:: Material for this exercise
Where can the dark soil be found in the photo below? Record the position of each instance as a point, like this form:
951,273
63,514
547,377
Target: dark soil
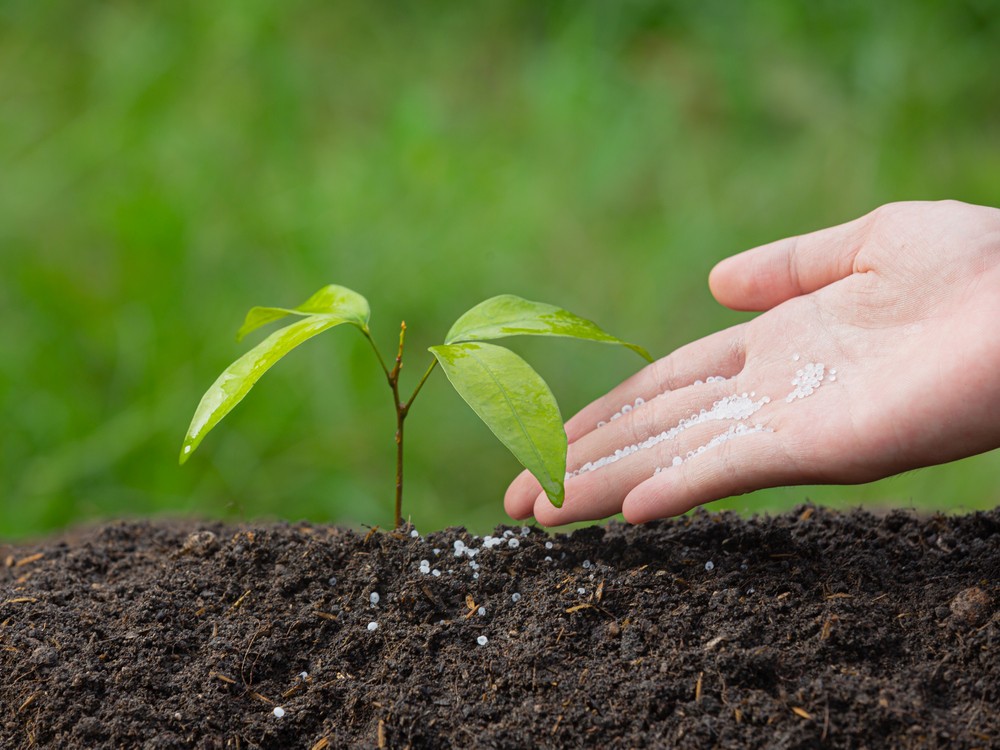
::::
:: Material for this exercise
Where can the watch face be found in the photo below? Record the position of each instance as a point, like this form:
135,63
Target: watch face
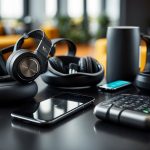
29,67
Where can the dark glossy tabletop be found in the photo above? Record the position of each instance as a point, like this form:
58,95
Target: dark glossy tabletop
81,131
::::
• **Assignment**: Check every line of the entries above for the word "soil" and report how many lines contain it, giving the number only.

• **Solution below**: 2